§ INPUT MATERIAL:
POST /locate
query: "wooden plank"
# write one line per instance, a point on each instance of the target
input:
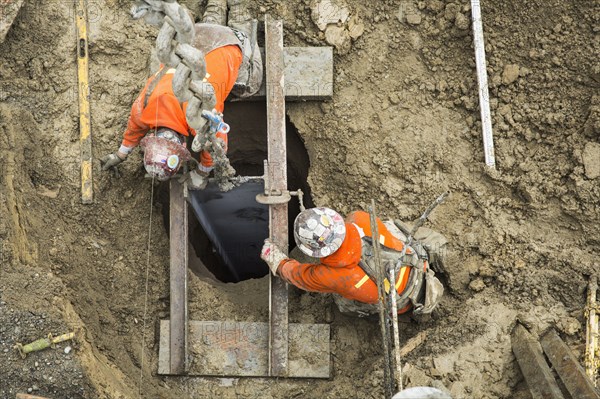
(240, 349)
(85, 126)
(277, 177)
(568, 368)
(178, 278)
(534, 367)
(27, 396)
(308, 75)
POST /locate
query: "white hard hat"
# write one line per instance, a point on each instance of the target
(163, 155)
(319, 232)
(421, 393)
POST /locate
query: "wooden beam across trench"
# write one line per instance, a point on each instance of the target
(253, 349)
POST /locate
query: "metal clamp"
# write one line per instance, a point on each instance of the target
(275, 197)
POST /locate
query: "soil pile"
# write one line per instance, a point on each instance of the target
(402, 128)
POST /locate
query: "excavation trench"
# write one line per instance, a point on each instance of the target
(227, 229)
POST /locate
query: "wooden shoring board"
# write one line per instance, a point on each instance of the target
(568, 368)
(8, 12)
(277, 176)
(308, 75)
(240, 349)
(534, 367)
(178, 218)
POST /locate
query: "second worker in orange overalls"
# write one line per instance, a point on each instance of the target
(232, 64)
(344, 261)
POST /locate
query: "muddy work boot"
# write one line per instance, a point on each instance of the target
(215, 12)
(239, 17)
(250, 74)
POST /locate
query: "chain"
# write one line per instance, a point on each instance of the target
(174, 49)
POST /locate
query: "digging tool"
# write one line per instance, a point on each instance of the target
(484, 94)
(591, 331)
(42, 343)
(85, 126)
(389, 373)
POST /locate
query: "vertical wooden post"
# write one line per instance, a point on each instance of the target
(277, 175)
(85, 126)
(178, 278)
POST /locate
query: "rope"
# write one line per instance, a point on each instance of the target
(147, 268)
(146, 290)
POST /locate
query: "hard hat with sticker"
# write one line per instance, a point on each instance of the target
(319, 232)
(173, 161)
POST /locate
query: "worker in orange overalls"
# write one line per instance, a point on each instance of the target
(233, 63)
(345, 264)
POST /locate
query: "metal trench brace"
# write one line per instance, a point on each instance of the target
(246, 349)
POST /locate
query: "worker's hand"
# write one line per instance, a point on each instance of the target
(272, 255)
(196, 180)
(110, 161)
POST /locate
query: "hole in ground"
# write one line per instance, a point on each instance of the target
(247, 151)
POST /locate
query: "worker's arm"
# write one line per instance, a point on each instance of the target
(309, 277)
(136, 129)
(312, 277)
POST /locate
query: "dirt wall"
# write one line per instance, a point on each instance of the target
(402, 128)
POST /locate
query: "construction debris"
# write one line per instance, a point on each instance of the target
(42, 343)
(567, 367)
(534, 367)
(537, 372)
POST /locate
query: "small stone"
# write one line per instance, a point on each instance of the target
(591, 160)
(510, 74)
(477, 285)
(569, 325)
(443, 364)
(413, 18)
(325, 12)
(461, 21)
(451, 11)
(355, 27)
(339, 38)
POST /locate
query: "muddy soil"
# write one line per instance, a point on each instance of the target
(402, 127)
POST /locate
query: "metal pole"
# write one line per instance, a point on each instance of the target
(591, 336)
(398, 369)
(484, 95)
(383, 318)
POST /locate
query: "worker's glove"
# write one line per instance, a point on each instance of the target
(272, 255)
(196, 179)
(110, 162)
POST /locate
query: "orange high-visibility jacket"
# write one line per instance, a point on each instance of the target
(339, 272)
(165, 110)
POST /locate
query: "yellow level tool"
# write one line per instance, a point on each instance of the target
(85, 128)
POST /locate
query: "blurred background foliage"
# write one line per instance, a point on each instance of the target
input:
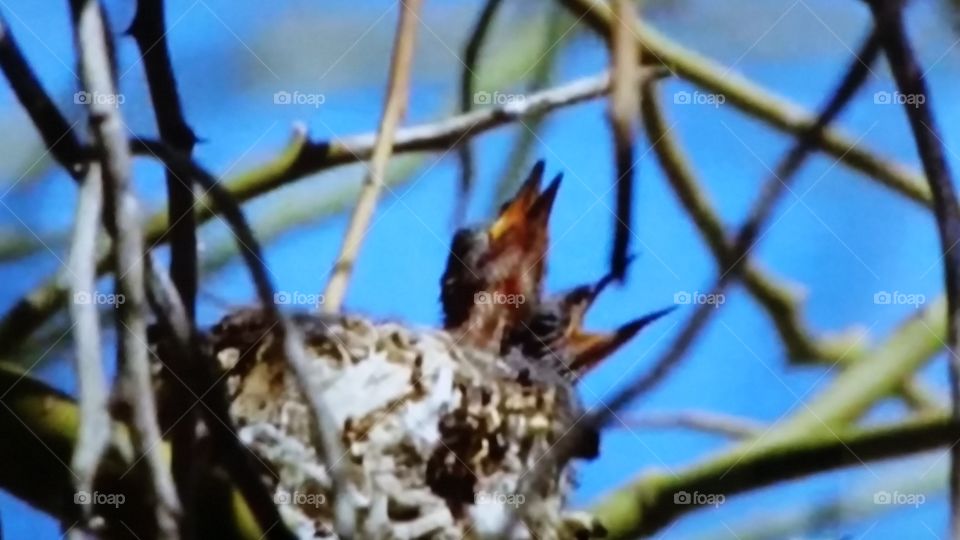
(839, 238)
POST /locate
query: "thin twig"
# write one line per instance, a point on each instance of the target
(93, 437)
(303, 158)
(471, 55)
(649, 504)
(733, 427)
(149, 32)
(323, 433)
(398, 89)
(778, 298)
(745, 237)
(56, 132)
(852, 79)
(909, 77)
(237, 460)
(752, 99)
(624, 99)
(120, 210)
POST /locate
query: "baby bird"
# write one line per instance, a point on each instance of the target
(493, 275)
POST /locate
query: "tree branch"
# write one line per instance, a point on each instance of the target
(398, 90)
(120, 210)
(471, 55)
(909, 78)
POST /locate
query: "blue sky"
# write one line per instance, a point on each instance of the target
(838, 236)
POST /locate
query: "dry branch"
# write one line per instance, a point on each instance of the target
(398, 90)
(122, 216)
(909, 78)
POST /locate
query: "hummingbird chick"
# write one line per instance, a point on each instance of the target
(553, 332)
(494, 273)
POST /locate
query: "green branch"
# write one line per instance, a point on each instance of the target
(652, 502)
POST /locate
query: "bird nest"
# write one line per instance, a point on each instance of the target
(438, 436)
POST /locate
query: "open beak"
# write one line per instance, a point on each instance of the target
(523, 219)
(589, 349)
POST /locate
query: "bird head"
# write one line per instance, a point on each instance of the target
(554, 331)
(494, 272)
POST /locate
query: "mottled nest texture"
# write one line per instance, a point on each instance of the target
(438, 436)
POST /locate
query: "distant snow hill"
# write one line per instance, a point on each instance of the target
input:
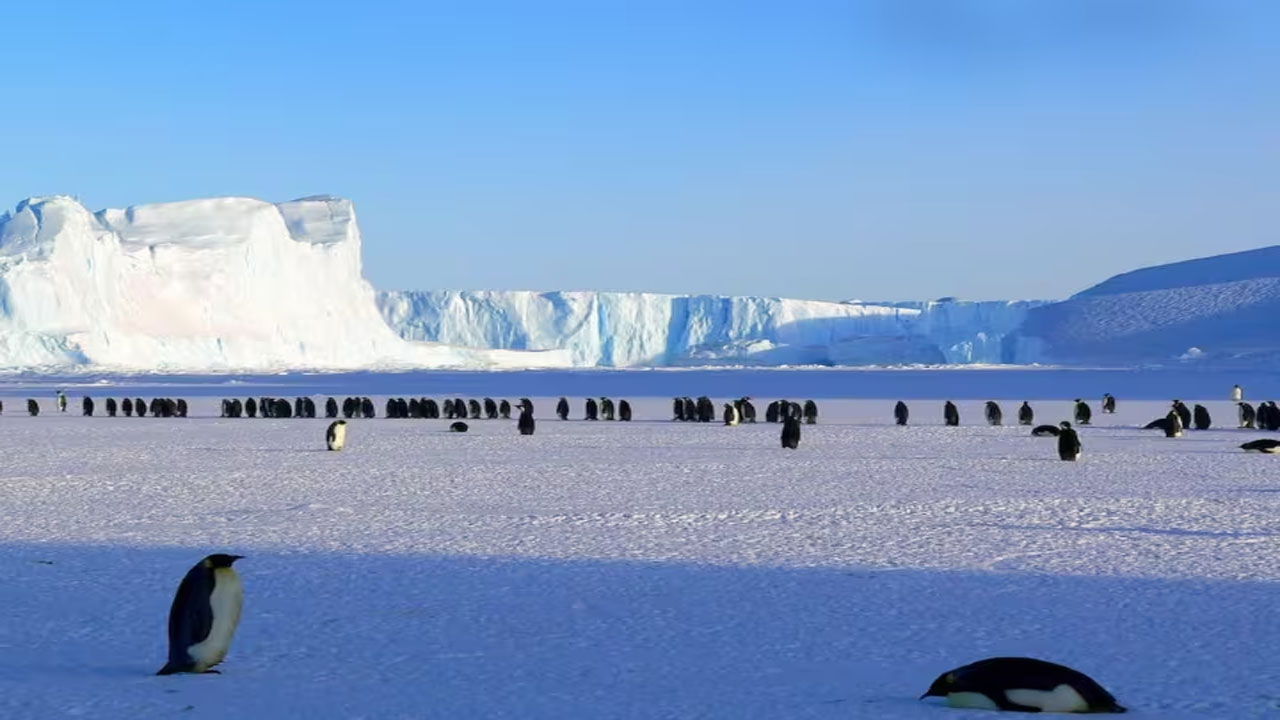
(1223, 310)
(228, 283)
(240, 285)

§ EXERCISE: Only the listing above, set down exactly and without pictures, belongs in the answer.

§ RESPONSE AREA:
POST /locate
query: "wooden plank"
# write one line per instance, a point on each instance of the target
input:
(240, 349)
(85, 126)
(277, 177)
(568, 368)
(178, 278)
(534, 367)
(27, 396)
(308, 75)
POST /locate
query: "white hard hat"
# write one line per instance, a point on each instance of the target
(163, 155)
(319, 232)
(421, 393)
POST /locate
query: "wooden beam across trench"
# write one line per instance, a point on each instance of the target
(253, 349)
POST /locate
query: "metal clamp"
# write one line per instance, a point on each instance of the target
(275, 197)
POST /locate
query: "soil pile"
# write one line per instance, a point on each instance of the target
(402, 128)
POST /locate
query: "excavation trench"
# write one line per instance, a point on each instance of the target
(227, 229)
POST /locate
query: "wooden shoring board"
# write one line per instance, a point on each instance of the target
(568, 368)
(8, 12)
(277, 176)
(308, 75)
(240, 349)
(534, 367)
(178, 218)
POST /locate
query: "second worker in orange overalls"
# write one line per instance, a point on each instance of the target
(232, 64)
(344, 261)
POST /locate
query: "muddy work boot"
# write one line per instance, a point on each instance of the target
(215, 12)
(239, 17)
(250, 74)
POST /locate
query: "chain"
# write one line per instance, a point on each instance of the target
(174, 49)
POST /locate
query: "digging tool"
# write one line per instance, a point on each instance of the target
(484, 94)
(591, 331)
(42, 343)
(85, 126)
(389, 373)
POST /locate
query: "vertical wooden post"
# write one line per instance, a point on each instance of the target
(277, 175)
(85, 126)
(178, 278)
POST /locate
query: "rope"
# write one line per instance, a point on each instance of the target
(147, 268)
(146, 290)
POST /locate
query: "hard hat with sticker"
# write one line per instance, a point on each instance of the target
(319, 232)
(173, 161)
POST /locate
query: "worker in orange overalls"
# write one line per instance, a point on each instance of the target
(233, 63)
(345, 264)
POST /locate
query: "metal trench brace"
# write one line per instance, a point on each instance of the target
(246, 349)
POST /locate
query: "worker's hand"
# write one line per instance, a point on each instance of the target
(272, 255)
(196, 180)
(110, 161)
POST /locate
query: "hole in ground"
# write one line per instance, a point on each instance of the target
(247, 151)
POST /locate
query: "worker's arm"
# write one line per instance, a point on each instance of the target
(309, 277)
(136, 129)
(312, 277)
POST /locate
query: "dirt wall"
# write one line per instance, a point on each instance of the target
(402, 128)
POST /locate
query: "construction debris"
# write one line per instance, a point on each instance of the target
(42, 343)
(567, 367)
(534, 367)
(537, 372)
POST /locate
query: "small stone"
# write one line per instance, a point on each instance of the target
(591, 160)
(510, 74)
(477, 285)
(569, 325)
(443, 364)
(413, 18)
(325, 12)
(461, 21)
(451, 11)
(355, 27)
(339, 38)
POST /locate
query: "muddy soil"
# write one line per instance, a point on each instance of the target
(402, 127)
POST /locate
query: "metal pole"
# write one line per instance, a point on each instance of the target
(591, 336)
(398, 369)
(484, 95)
(383, 318)
POST /locate
query: "worker's glove"
# write one line per instance, a point on each instance of the target
(272, 255)
(196, 179)
(110, 162)
POST /locate
query: "orange high-visibility jacket"
# write one line per instance, a point on each instance of the target
(339, 272)
(165, 110)
POST /locate
query: "yellow level tool"
# write one line per instance, a point on each instance of the target
(85, 128)
POST /locate
query: "blurred background foliage"
# write one line per instance, a point on each instance of the target
input:
(839, 238)
POST /locate
query: "thin twig"
# write one line per instance, a point on each instance of the target
(93, 437)
(303, 158)
(471, 55)
(649, 504)
(733, 427)
(149, 32)
(323, 433)
(398, 89)
(778, 298)
(745, 237)
(56, 132)
(852, 79)
(909, 77)
(237, 460)
(752, 99)
(624, 99)
(120, 210)
POST /locate
query: "baby bird"
# write one line per instance, a point on each instance of the target
(493, 275)
POST /locate
query: "tree branch"
# write one line per instance, a point on each instance of the target
(398, 90)
(120, 210)
(471, 55)
(909, 78)
POST /locate
query: "blue sky"
# write one line per instance, a point on each instance of the target
(838, 236)
POST /locate
query: "dry branch"
# write one line per instance, a point on each instance of the target
(398, 90)
(122, 216)
(909, 78)
POST /locate
query: "hummingbird chick"
# write one line per instance, a point on each instance of the target
(553, 332)
(494, 273)
POST /locate
query: "green branch"
# write one line per instance, a point on each instance of the target
(652, 502)
POST /locate
query: "bird nest"
# write one line per instance, a point on each instance of the target
(438, 436)
POST /locate
query: "open beak"
# write one line per instance, a point on each instance of the target
(523, 219)
(589, 349)
POST /locate
query: "bird head"
# write one line per instance, a point on each instance of the target
(554, 331)
(494, 272)
POST /locate
query: "mottled nest texture"
# write one line per instance, a point on each instance of the target
(438, 436)
POST /locate
query: "distant snow hill"
# write one line per instance, a point on each instance of the target
input:
(1223, 310)
(228, 283)
(240, 285)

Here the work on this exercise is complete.